* [DOCUMENT SECTION]

As World War II started, the city's economy shifted from agriculture (the Del Monte cannery was the largest employer) to industrial manufacturing with the contracting of the Food Machinery Corporation (later known as FMC Corporation) by the United States War Department to build 1000 Landing Vehicle Tracked. After World War II, FMC (later United Defense, and currently BAE Systems) continued as a defense contractor, with the San Jose facilities designing and manufacturing military platforms such as the M113 Armored Personnel Carrier, the Bradley Fighting Vehicle, and various subsystems of the M1 Abrams.

IBM established its West Coast headquarters in San Jose in 1943 and opened a downtown research and development facility in 1952. Both would prove to be harbingers for the economy of San Jose, as Reynold Johnson and his team would later invent RAMAC, as well as the Hard disk drive, and the technological side of San Jose's economy grew.

During the 1950s and 1960s, city manager A. P. "Dutch" Hamann led the city in a major growth campaign. The city annexed adjacent areas, such as Alviso and Cambrian Park, providing large areas for suburbs. An anti-growth reaction to the effects of rapid development emerged in the 1970s championed by mayors Norman Mineta and Janet Gray Hayes. Despite establishing an urban growth boundary, development fees, and incorporations of Campbell and Cupertino, development was not slowed, but rather directed into already incorporated areas.

San Jose's position in Silicon Valley triggered more economic and population growth, which led to the highest housing costs increase in the nation, 936% between 1976 and 2001. Efforts to increase density continued into 1990s when an update of the 1974 urban plan kept the urban growth boundaries intact and voters rejected a ballot measure to ease development restrictions in the foothills. Sixty percent of the housing built in San Jose since 1980 and over three-quarters of the housing built since 2000 have been multifamily structures, reflecting a political propensity toward Smart Growth planning principles.

* [EXERCISE PROMPT] Reproduce the passage on San Jose's economic growth from "IBM established its" to "already incorporated areas." word for word.

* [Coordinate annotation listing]

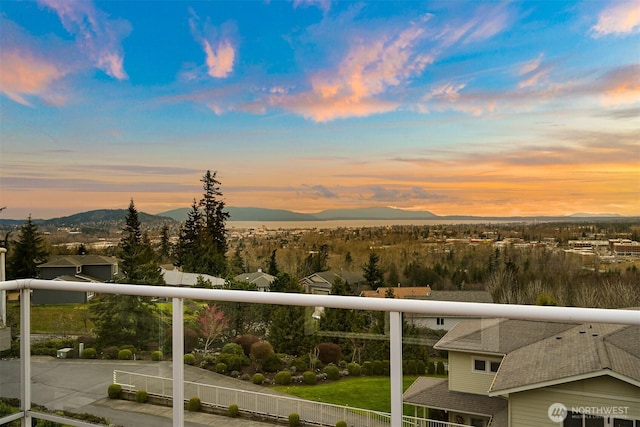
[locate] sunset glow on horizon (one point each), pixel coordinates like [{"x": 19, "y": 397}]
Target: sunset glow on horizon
[{"x": 494, "y": 108}]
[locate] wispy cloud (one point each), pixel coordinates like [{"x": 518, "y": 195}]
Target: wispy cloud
[
  {"x": 24, "y": 75},
  {"x": 323, "y": 5},
  {"x": 216, "y": 43},
  {"x": 363, "y": 75},
  {"x": 619, "y": 18},
  {"x": 98, "y": 36}
]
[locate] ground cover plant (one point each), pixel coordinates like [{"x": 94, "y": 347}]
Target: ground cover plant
[{"x": 371, "y": 393}]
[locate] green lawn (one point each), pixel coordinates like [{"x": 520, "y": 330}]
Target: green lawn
[{"x": 371, "y": 393}]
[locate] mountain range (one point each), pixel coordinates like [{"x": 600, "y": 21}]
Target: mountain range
[{"x": 104, "y": 216}]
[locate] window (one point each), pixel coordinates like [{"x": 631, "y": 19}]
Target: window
[
  {"x": 485, "y": 365},
  {"x": 479, "y": 365}
]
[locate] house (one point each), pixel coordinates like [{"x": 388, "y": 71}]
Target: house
[
  {"x": 74, "y": 268},
  {"x": 441, "y": 322},
  {"x": 506, "y": 372},
  {"x": 412, "y": 292},
  {"x": 176, "y": 277},
  {"x": 261, "y": 279},
  {"x": 321, "y": 282}
]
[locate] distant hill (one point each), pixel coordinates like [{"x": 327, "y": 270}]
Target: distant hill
[
  {"x": 99, "y": 217},
  {"x": 373, "y": 213},
  {"x": 247, "y": 214}
]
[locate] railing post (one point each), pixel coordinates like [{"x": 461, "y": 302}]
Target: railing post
[
  {"x": 395, "y": 331},
  {"x": 178, "y": 361},
  {"x": 25, "y": 354}
]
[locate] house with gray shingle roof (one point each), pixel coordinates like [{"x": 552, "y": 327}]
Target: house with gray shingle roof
[
  {"x": 74, "y": 268},
  {"x": 259, "y": 278},
  {"x": 506, "y": 372}
]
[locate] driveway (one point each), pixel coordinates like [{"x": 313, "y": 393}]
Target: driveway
[{"x": 80, "y": 386}]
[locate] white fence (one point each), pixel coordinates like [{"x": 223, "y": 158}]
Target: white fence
[{"x": 267, "y": 405}]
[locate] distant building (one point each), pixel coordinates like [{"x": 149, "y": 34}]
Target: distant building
[
  {"x": 74, "y": 268},
  {"x": 261, "y": 279},
  {"x": 321, "y": 282},
  {"x": 176, "y": 277}
]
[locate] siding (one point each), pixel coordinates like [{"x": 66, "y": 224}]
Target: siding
[
  {"x": 529, "y": 408},
  {"x": 462, "y": 377}
]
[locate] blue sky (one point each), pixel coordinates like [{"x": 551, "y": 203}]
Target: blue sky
[{"x": 456, "y": 107}]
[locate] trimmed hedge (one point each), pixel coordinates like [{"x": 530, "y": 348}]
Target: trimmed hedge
[
  {"x": 283, "y": 378},
  {"x": 310, "y": 378},
  {"x": 294, "y": 420},
  {"x": 142, "y": 396},
  {"x": 332, "y": 371},
  {"x": 114, "y": 391},
  {"x": 234, "y": 411}
]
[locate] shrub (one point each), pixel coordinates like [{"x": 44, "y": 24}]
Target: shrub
[
  {"x": 431, "y": 368},
  {"x": 234, "y": 362},
  {"x": 234, "y": 411},
  {"x": 333, "y": 372},
  {"x": 260, "y": 352},
  {"x": 283, "y": 378},
  {"x": 272, "y": 364},
  {"x": 142, "y": 396},
  {"x": 128, "y": 347},
  {"x": 191, "y": 339},
  {"x": 329, "y": 352},
  {"x": 354, "y": 369},
  {"x": 294, "y": 420},
  {"x": 125, "y": 354},
  {"x": 194, "y": 404},
  {"x": 110, "y": 352},
  {"x": 232, "y": 348},
  {"x": 189, "y": 359},
  {"x": 89, "y": 353},
  {"x": 257, "y": 378},
  {"x": 367, "y": 368},
  {"x": 310, "y": 378},
  {"x": 246, "y": 341},
  {"x": 114, "y": 391}
]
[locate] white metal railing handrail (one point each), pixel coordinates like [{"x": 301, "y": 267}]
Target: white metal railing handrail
[
  {"x": 511, "y": 311},
  {"x": 395, "y": 308}
]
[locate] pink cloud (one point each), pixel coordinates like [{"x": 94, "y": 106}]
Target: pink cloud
[
  {"x": 367, "y": 71},
  {"x": 25, "y": 75},
  {"x": 620, "y": 18},
  {"x": 97, "y": 36}
]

* [WRITTEN ANSWER]
IBM established its West Coast headquarters in San Jose in 1943 and opened a downtown research and development facility in 1952. Both would prove to be harbingers for the economy of San Jose, as Reynold Johnson and his team would later invent RAMAC, as well as the Hard disk drive, and the technological side of San Jose's economy grew.

During the 1950s and 1960s, city manager A. P. "Dutch" Hamann led the city in a major growth campaign. The city annexed adjacent areas, such as Alviso and Cambrian Park, providing large areas for suburbs. An anti-growth reaction to the effects of rapid development emerged in the 1970s championed by mayors Norman Mineta and Janet Gray Hayes. Despite establishing an urban growth boundary, development fees, and incorporations of Campbell and Cupertino, development was not slowed, but rather directed into already incorporated areas.